> _Your tasks_:
• 1. In the essay about being unable to sleep, what time does the clock show when the writer glances at it again?
• 2. Turn the entries, starting at the line containing "patch it can find." and ending at the last line of the entries, into a JSON list of strings with one string per line, leaving out blank lines.

Insomniac!

The mind shifts deftly from kool-aid to caterpillars, from coca-cola to criminality—and back again—with no reasonable explanation.  That’s just how the mind, as fractured as it can be at three o’clock in the morning, works.

Darkness in semi-rural Arkansas is almost absolute, emphasizing the inappropriateness of a neighborhood stroll in the middle of the night.  Especially after all the talk of guns and concealed carry licenses and “standing your ground” during Tuesday evening’s Citizens’ Police Academy class.

Absent the allure a walk in the dark might otherwise have, then, I contemplate ideas and how they come to be.  I think about past and present entrepreneurial brainstorms, wondering whether I’ll pursue any of them.  I glance at the clock again…3:14 AM. Still no signs of impending sleepiness.

A dispassionate, arms-length assessment of one’s own thought processes can be both informative and alarming.

In my case, I imagine myself looking at neuro-images of my brain while I think. Different intensities of color flash across my brain as I experience different thoughts and emotions…fear, anxiety, pleasure, creativity, and so on.  I watch the images and try to learn how to control the colors and intensities by controlling my thoughts.  I want to see intense green, so I think the thoughts that corresponded to the last time I saw intense green.  I want to see brilliant flashes of orange and red, so I think the thoughts that brought about those colors before.

> _Data provided_:

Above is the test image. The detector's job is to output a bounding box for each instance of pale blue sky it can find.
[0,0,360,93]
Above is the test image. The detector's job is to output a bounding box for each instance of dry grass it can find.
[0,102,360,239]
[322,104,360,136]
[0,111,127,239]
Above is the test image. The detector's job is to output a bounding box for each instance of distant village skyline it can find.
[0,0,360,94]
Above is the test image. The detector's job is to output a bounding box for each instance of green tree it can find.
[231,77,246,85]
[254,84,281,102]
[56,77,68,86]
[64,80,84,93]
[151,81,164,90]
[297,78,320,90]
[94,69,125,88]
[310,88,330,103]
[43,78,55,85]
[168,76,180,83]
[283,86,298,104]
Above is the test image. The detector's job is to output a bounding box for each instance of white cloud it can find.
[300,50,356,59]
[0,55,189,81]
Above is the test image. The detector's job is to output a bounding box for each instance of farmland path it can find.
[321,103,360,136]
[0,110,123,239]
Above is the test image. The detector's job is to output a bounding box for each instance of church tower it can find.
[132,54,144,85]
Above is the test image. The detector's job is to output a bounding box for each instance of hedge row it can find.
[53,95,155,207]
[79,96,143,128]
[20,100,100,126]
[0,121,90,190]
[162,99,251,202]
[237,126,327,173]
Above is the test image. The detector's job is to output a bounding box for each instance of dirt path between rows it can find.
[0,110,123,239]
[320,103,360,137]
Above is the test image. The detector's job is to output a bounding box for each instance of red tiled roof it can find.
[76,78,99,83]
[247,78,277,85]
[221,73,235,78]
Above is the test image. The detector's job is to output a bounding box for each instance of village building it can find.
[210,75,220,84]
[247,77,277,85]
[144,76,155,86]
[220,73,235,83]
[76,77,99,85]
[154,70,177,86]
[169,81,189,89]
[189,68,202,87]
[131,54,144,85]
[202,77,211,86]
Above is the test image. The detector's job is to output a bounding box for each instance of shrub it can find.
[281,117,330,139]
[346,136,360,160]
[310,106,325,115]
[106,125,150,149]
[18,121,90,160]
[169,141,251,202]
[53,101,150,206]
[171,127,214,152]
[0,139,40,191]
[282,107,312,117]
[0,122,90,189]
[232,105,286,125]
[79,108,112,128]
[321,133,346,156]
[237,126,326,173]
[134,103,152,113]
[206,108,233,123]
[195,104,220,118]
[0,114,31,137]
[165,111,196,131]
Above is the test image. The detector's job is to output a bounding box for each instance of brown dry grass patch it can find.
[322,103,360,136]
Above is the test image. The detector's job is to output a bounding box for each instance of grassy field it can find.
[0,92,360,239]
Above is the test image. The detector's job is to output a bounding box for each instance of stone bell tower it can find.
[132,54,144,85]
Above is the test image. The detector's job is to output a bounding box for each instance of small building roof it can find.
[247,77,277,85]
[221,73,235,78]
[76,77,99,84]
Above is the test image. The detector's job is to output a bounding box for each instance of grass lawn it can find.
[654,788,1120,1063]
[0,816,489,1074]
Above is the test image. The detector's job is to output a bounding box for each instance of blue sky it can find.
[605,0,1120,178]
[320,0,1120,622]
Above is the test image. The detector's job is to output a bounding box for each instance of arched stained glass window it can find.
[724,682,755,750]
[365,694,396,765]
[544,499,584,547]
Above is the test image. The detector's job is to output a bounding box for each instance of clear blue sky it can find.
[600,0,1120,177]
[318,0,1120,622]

> _Final results_:
• 1. 3:14 AM

• 2.
[
  "Above is the test image. The detector's job is to output a bounding box for each instance of brown dry grass patch it can find.",
  "[322,103,360,136]",
  "Above is the test image. The detector's job is to output a bounding box for each instance of grassy field it can find.",
  "[0,92,360,239]",
  "Above is the test image. The detector's job is to output a bounding box for each instance of stone bell tower it can find.",
  "[132,54,144,85]",
  "Above is the test image. The detector's job is to output a bounding box for each instance of small building roof it can find.",
  "[247,77,277,85]",
  "[221,73,235,78]",
  "[76,77,99,84]",
  "Above is the test image. The detector's job is to output a bounding box for each instance of grass lawn it can find.",
  "[654,788,1120,1063]",
  "[0,816,489,1074]",
  "Above is the test image. The detector's job is to output a bounding box for each instance of blue sky it can find.",
  "[605,0,1120,178]",
  "[320,0,1120,622]",
  "Above is the test image. The detector's job is to output a bounding box for each instance of arched stained glass window it can find.",
  "[724,682,755,750]",
  "[365,694,396,765]",
  "[544,499,584,547]",
  "Above is the test image. The detector's job is to output a bounding box for each instance of clear blue sky it can find.",
  "[600,0,1120,177]",
  "[318,0,1120,622]"
]